■ **Vorliegender Text**
◇ ◇ ◇ ◇ ◇
Artikel vom 07.09.2009

Christina Kratzenberg: Schöngartenstraße – Asylsuchende in Deutschland, 2005, Copyright Christina Kratzenberg

„Fremdheit“ ist in Deutschland eine gängige Erklärung für Probleme in der Einwanderungsgesellschaft. Die Bilder sowohl vom Eigenen als auch vom Anderen sind hoffnungslos antiquiert. In der Zukunft wird es darum gehen, die seltsamen neuen Territorien vorsichtig zu sondieren und neue Bilder zu erfinden; Bilder, die von Nachbarschaft handeln und frischen Identifikationen, aber auch von Konflikt. Von Mark Terkessidis

Stereotype Bilder von „Fremdheit“

Eine „Kopftuch-Studentin“ der Erziehungswissenschaften erzählte einmal, dass sie stets erstaunt angeschaut wird, sobald sie zu sprechen beginnt. Denn akzentfreies, elaboriertes Deutsch, meinte sie, das sei nun wirklich nicht das, was die Leute erwarten würden – vielmehr ein irgendwie kaputtes Radebrechen. Das Staunen der (einheimischen) Betrachter ist ein interessantes Phänomen. Die Verwirrung entsteht, weil aus dem stereotypen Bild „Frau mit Kopftuch“ plötzlich ein Individuum heraustritt. Besagtes Bild illustriert oftmals Medienberichte zum Thema Einwanderung und so manches Mal geht es auch leibhaftig auf der Straße vorüber. Die Bedeutung dieses Bildes scheint unmittelbar präsent. Die „Frau mit Kopftuch“ verkörpert eine fremde Tradition; eine Tradition zudem, die sich verhüllt und dadurch undurchdringlich und rätselhaft wirkt. Die Person im Kopftuch verliert sich dabei im Hintergrund, sie wird schemenhaft. Wenn diese Person jedoch plötzlich zu sprechen anfängt und sich durch ihre Beherrschung der Sprache auch noch als eine von „uns“ zu erkennen gibt, dann löst das Befremden aus. Die Betrachter erkennen jäh ein Gesicht; in der Verhüllung zeigt sich ein Gegenüber. Auf verstörende Weise wird ein Individuum sichtbar, eines zudem, dass die geltenden Kategorien durcheinander wirbelt. Denn diese Person ist weder so fremd, wie „wir“ gedacht haben noch gehört sie einfach zu „uns“. Tatsächlich ist es nicht leicht, sich ein Bild von Menschen mit Migrationshintergrund zu machen.
◇ ◇ ◇ ◇ ◇
■ **Rohdaten**
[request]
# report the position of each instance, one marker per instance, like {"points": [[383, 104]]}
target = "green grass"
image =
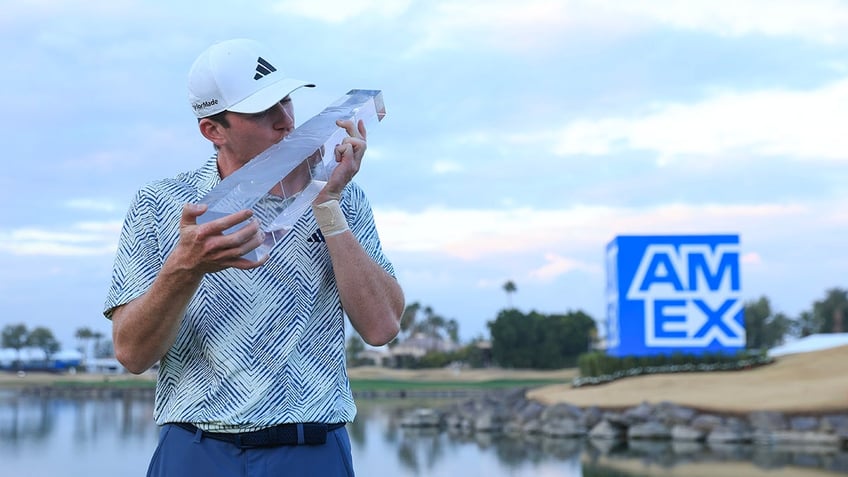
◇ ◇ ◇ ◇ ◇
■ **Arbeitsaufträge**
• a. Fasse im Text über Fremdheit den Absatz, der mit „Eine „Kopftuch-Studentin“ der Erziehungswissenschaften“ beginnt, als kurze Stichpunktliste zusammen. Die wesentlichen Fakten sollen dabei erhalten bleiben.
• b. Beantworte zum Text über Fremdheit jede Frage in einer eigenen Zeile:
(i) Aus welchem Jahr stammt die Arbeit „Schöngartenstraße – Asylsuchende in Deutschland“?
(ii) Was gilt in Deutschland als gängige Erklärung für Probleme in der Einwanderungsgesellschaft?
(iii) Welches Fach studiert die „Kopftuch-Studentin“?

■ **Schriftliche Antworten**
• a.
- Eine „Kopftuch-Studentin“ der Erziehungswissenschaften wird erstaunt angeschaut, sobald sie akzentfreies, elaboriertes Deutsch spricht. Erwartet wird eher ein kaputtes Radebrechen.
- Das Staunen entsteht, weil aus dem stereotypen Bild „Frau mit Kopftuch“ plötzlich ein Individuum heraustritt.
- Das Bild illustriert oft Medienberichte zur Einwanderung. Es steht für eine fremde, verhüllte und rätselhaft wirkende Tradition, hinter der die Person schemenhaft wird.
- Spricht die Person und gibt sich durch ihre Sprache als eine von „uns“ zu erkennen, löst das Befremden aus. Sie ist weder so fremd wie gedacht, noch gehört sie einfach zu „uns“.
- Fazit: Es ist nicht leicht, sich ein Bild von Menschen mit Migrationshintergrund zu machen.

• b.
(i) 2005
(ii) „Fremdheit“
(iii) Erziehungswissenschaften